TASK PROMPT: Please reproduce all of the data below word for word, leaving the pictures out of your answer.

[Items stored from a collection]
_ _ _ _

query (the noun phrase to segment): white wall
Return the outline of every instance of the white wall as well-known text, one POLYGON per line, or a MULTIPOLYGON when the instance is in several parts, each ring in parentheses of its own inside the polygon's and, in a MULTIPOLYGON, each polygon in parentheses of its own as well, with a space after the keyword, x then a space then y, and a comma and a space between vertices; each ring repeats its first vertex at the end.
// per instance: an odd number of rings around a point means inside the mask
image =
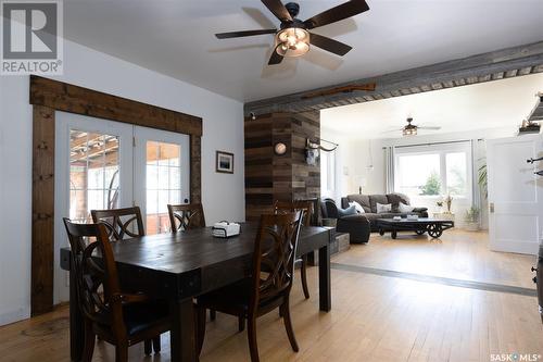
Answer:
MULTIPOLYGON (((179 59, 182 62, 182 59, 179 59)), ((65 41, 59 80, 203 118, 202 201, 207 223, 244 220, 243 104, 65 41), (235 174, 215 173, 215 151, 235 174)), ((27 76, 0 76, 0 325, 29 316, 31 107, 27 76)))
MULTIPOLYGON (((328 128, 321 128, 321 138, 340 145, 337 150, 337 163, 340 165, 337 170, 338 178, 336 179, 336 185, 338 187, 336 192, 329 195, 329 197, 339 201, 340 198, 345 195, 358 194, 358 186, 361 182, 364 183, 363 194, 384 194, 387 190, 387 180, 383 147, 512 137, 515 134, 515 129, 516 126, 513 124, 509 127, 478 129, 471 132, 369 140, 355 139, 328 128), (367 167, 371 163, 369 160, 369 145, 371 145, 374 170, 367 167), (343 172, 345 167, 348 170, 346 175, 343 172)), ((482 142, 482 145, 479 143, 479 147, 472 155, 473 161, 476 162, 476 171, 479 168, 480 164, 484 162, 485 149, 483 143, 484 142, 482 142)), ((473 183, 477 184, 477 172, 473 173, 473 183)), ((433 212, 438 211, 434 201, 435 200, 416 200, 415 202, 417 202, 418 207, 428 207, 429 211, 433 212)), ((470 205, 471 202, 453 200, 452 211, 456 214, 456 222, 458 226, 463 225, 464 213, 470 205)), ((482 210, 481 227, 488 228, 488 203, 484 198, 481 199, 480 207, 482 210)))
POLYGON ((353 139, 329 128, 320 128, 320 138, 339 145, 336 150, 337 187, 334 192, 321 190, 323 197, 339 202, 345 195, 358 194, 361 186, 363 194, 384 194, 386 170, 381 140, 353 139))

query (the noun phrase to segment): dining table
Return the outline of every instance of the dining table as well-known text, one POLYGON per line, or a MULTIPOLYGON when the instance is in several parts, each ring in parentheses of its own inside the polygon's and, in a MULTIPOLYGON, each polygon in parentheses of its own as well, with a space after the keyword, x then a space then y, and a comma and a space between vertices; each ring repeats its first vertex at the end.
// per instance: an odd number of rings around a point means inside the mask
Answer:
MULTIPOLYGON (((214 237, 211 227, 157 234, 112 242, 119 283, 153 298, 167 299, 172 319, 171 360, 198 361, 193 298, 250 276, 257 223, 241 223, 241 233, 214 237)), ((331 309, 330 242, 333 228, 302 226, 296 257, 318 250, 320 311, 331 309)), ((61 249, 60 263, 70 271, 71 360, 80 361, 83 314, 70 247, 61 249)), ((311 305, 311 304, 308 304, 311 305)))

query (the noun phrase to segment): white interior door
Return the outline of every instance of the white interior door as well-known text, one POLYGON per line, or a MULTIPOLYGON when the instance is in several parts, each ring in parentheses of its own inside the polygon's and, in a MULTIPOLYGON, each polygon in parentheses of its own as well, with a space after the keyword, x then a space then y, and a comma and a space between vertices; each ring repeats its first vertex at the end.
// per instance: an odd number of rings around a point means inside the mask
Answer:
POLYGON ((68 300, 67 273, 59 266, 68 246, 62 217, 90 222, 90 210, 132 204, 132 126, 56 112, 54 183, 54 302, 68 300))
POLYGON ((141 208, 146 234, 168 233, 167 204, 189 202, 189 136, 138 126, 134 136, 135 202, 141 208))
POLYGON ((534 175, 543 163, 540 135, 487 141, 490 247, 496 251, 538 252, 541 238, 543 179, 534 175))

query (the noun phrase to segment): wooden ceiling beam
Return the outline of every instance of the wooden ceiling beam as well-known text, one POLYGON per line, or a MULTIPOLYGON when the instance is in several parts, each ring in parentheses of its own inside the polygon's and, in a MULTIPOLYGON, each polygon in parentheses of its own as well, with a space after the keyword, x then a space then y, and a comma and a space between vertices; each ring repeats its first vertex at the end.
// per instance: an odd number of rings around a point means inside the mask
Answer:
POLYGON ((543 72, 543 41, 496 50, 483 54, 456 59, 432 65, 420 66, 406 71, 384 74, 342 83, 334 86, 312 89, 287 96, 274 97, 244 105, 245 116, 296 112, 295 110, 321 110, 330 104, 341 104, 390 97, 401 97, 408 93, 430 91, 450 87, 459 87, 481 82, 497 80, 506 74, 508 77, 543 72), (334 88, 362 87, 376 83, 374 91, 355 90, 352 92, 329 93, 334 88), (415 90, 416 89, 416 90, 415 90), (307 98, 307 95, 326 93, 326 96, 307 98))

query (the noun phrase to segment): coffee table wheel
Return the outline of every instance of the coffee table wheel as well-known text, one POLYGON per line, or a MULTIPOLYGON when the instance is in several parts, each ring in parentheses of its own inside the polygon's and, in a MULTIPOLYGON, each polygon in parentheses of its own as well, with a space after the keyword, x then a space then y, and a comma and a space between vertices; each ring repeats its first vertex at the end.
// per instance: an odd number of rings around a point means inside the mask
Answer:
POLYGON ((434 239, 439 238, 441 235, 443 235, 443 229, 441 228, 441 225, 439 224, 428 225, 428 235, 430 235, 434 239))

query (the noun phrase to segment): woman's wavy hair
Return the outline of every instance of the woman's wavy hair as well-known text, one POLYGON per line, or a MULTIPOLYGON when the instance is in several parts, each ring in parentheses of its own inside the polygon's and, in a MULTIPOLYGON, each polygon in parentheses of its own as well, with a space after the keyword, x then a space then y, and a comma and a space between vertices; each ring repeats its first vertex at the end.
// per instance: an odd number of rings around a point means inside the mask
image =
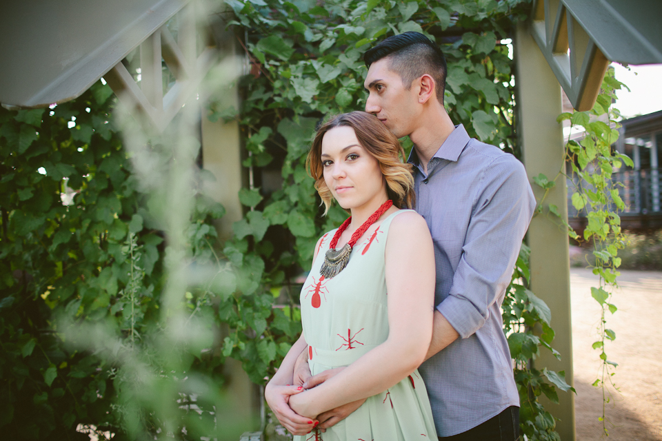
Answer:
POLYGON ((325 205, 324 215, 329 212, 333 196, 324 181, 322 139, 331 129, 342 126, 354 129, 361 147, 377 160, 386 181, 387 194, 393 205, 398 208, 412 208, 415 203, 412 166, 403 162, 405 151, 400 141, 374 115, 350 112, 332 117, 317 130, 305 161, 308 173, 315 180, 315 189, 325 205))

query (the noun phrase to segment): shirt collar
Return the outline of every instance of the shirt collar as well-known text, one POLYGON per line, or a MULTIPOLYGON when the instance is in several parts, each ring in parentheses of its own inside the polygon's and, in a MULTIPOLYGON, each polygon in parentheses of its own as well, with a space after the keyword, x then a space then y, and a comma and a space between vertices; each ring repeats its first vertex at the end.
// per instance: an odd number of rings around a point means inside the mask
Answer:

_ _ _ _

OUTPUT FOR THIS EXERCISE:
query (the noun phrase to segment): white wall
Return the outline of every instance of the white wall as well-known text, one POLYGON per line, or a MULTIPOLYGON when the instance is in several parts, each ring in parentheses of its own inside the polygon's and, in a MULTIPOLYGON, each polygon in parentheses of its own as well, with a space after the keyword, x then a space then y, and a comma and a space between vertices; each ring repeats its first vertex at the end.
// per instance: an odd number of rings around a point means inside the mask
image =
Answer:
MULTIPOLYGON (((179 59, 182 62, 182 59, 179 59)), ((65 41, 59 80, 203 118, 202 201, 207 223, 244 220, 243 104, 65 41), (235 174, 215 173, 215 151, 235 174)), ((27 76, 0 76, 0 325, 29 316, 31 107, 27 76)))
MULTIPOLYGON (((328 128, 321 128, 321 138, 340 145, 337 150, 337 163, 340 165, 337 170, 338 178, 336 179, 336 185, 338 187, 336 192, 329 195, 329 197, 339 201, 340 198, 345 195, 358 194, 358 186, 361 182, 364 183, 363 194, 384 194, 387 190, 387 180, 383 147, 512 137, 515 134, 515 129, 516 126, 513 124, 509 127, 478 129, 471 132, 369 140, 355 139, 328 128), (367 167, 371 163, 369 160, 369 145, 371 145, 374 170, 367 167), (343 172, 345 167, 348 170, 346 175, 343 172)), ((482 142, 482 145, 479 143, 479 147, 472 155, 473 161, 476 162, 476 171, 479 168, 480 164, 484 162, 485 149, 483 143, 484 142, 482 142)), ((473 183, 477 184, 477 172, 473 173, 473 183)), ((433 212, 438 211, 434 201, 435 200, 416 200, 415 202, 417 202, 418 207, 428 207, 429 211, 433 212)), ((470 205, 471 202, 453 200, 452 211, 456 214, 456 222, 458 226, 463 225, 464 213, 470 205)), ((482 210, 481 227, 488 228, 488 203, 484 198, 481 199, 480 207, 482 210)))
POLYGON ((353 139, 329 128, 320 128, 320 138, 339 145, 336 150, 337 187, 334 192, 321 190, 323 197, 339 202, 345 195, 358 194, 361 186, 363 194, 384 194, 386 170, 381 140, 353 139))

query (the noun phrase to segment): dining table
Return the outline of every instance of the dining table as well-known text, one POLYGON per line, or a MULTIPOLYGON when the instance is in several parts, each ring in parentheses of its own inside the polygon's and, in a MULTIPOLYGON, each polygon in parentheses of its own as well, with a space after the keyword, x then a space then y, and a comma and a space between vertices; each ring repeats its first vertex at the end.
// per instance: an odd number of rings around a point means inside the mask
Answer:
MULTIPOLYGON (((214 237, 211 227, 157 234, 112 242, 119 283, 153 298, 167 299, 172 319, 171 360, 198 361, 193 298, 250 276, 257 223, 241 223, 241 233, 214 237)), ((331 309, 330 242, 333 228, 302 226, 296 257, 318 250, 320 311, 331 309)), ((61 249, 60 263, 70 271, 71 360, 80 361, 83 314, 70 247, 61 249)), ((311 305, 311 304, 308 304, 311 305)))

query (the noun phrase to segment): white interior door
Return the outline of every instance of the white interior door as well-known text, one POLYGON per line, or a MULTIPOLYGON when the instance is in several parts, each ring in parentheses of its own inside the polygon's and, in a MULTIPOLYGON, each polygon in parentheses of its own as well, with a space after the keyword, x then a space then y, and a comma and a space between vertices; each ring repeats its first vertex at the end.
// per instance: an odd number of rings around a point means inside the mask
Answer:
POLYGON ((68 300, 67 273, 59 266, 68 246, 62 217, 90 222, 90 210, 132 204, 132 126, 56 112, 54 183, 54 302, 68 300))
POLYGON ((141 208, 146 234, 168 233, 167 204, 189 202, 189 136, 138 126, 134 136, 135 202, 141 208))
POLYGON ((534 175, 543 163, 540 135, 487 141, 490 247, 496 251, 538 252, 541 238, 543 179, 534 175))

query (the noun phrase to segment): wooden ceiling beam
Return the outline of every instance of the wooden ceiling beam as well-known text, one POLYGON per line, or a MULTIPOLYGON when the instance is in several parts, each ring in parentheses of its own inside the polygon's and, in a MULTIPOLYGON, each polygon in parentheses of its own as well, with a space after the keyword, x then a space then y, and a comma and a space between vertices; each ring repeats its first vertex at the end.
// per instance: an odd number of rings around a point means inside the mask
Answer:
POLYGON ((543 72, 543 41, 496 50, 483 54, 456 59, 432 65, 420 66, 406 71, 384 74, 342 83, 334 86, 312 89, 287 96, 274 97, 244 105, 245 116, 296 112, 295 110, 321 110, 330 104, 341 104, 390 97, 401 97, 408 93, 430 91, 450 87, 459 87, 481 82, 497 80, 506 74, 508 77, 543 72), (334 88, 362 87, 376 83, 374 91, 355 90, 352 92, 329 93, 334 88), (415 90, 416 89, 416 90, 415 90), (307 98, 307 95, 326 93, 326 96, 307 98))

query (the noun phrase to segment): coffee table wheel
Return the outline of every instance of the coffee table wheel as well-known text, one POLYGON per line, or a MULTIPOLYGON when the instance is in several parts, each ring in parentheses of its own inside the polygon's and, in a MULTIPOLYGON, each polygon in parentheses of its own as well, with a space after the keyword, x then a space then y, and a comma and a space between vertices; each ring repeats its first vertex at the end.
// per instance: an odd number of rings around a point means inside the mask
Answer:
POLYGON ((434 239, 439 238, 441 235, 443 235, 443 229, 441 228, 441 225, 439 224, 428 225, 428 235, 430 235, 434 239))

query (the noun phrase to segment): woman's wavy hair
Return the outline of every instance of the woman's wavy hair as well-known text, one POLYGON per line, or a MULTIPOLYGON when the instance is in several parts, each ring in parentheses of its own inside the polygon's and, in a MULTIPOLYGON, each polygon in parentheses of its own as well, with a space after the keyword, x then a space then y, and a comma and a space between vertices; each ring repeats its first vertex at the end.
// per instance: an odd number of rings around a point means inside the mask
image =
Answer:
POLYGON ((325 205, 324 215, 329 212, 333 196, 324 181, 322 139, 331 129, 342 126, 354 129, 361 147, 377 160, 386 181, 387 194, 393 205, 398 208, 412 208, 415 203, 412 166, 403 162, 405 151, 400 141, 374 115, 350 112, 332 117, 317 130, 305 161, 308 173, 315 180, 315 189, 325 205))

query (the noun phrase to segment): shirt collar
Return the outline of every instance of the shirt collar as well-known text, one POLYGON per line, or a MULTIPOLYGON when the instance is in several parts, each ring in parentheses of its own inside the polygon's and, in a MULTIPOLYGON, each polygon in parentheses of its own as well, with a space after the keyword, x then a space then y, and a comma and a space between vertices; each ring repeats its first vertex at the end.
// per instance: an odd number of rings around a point means inside the mask
Answer:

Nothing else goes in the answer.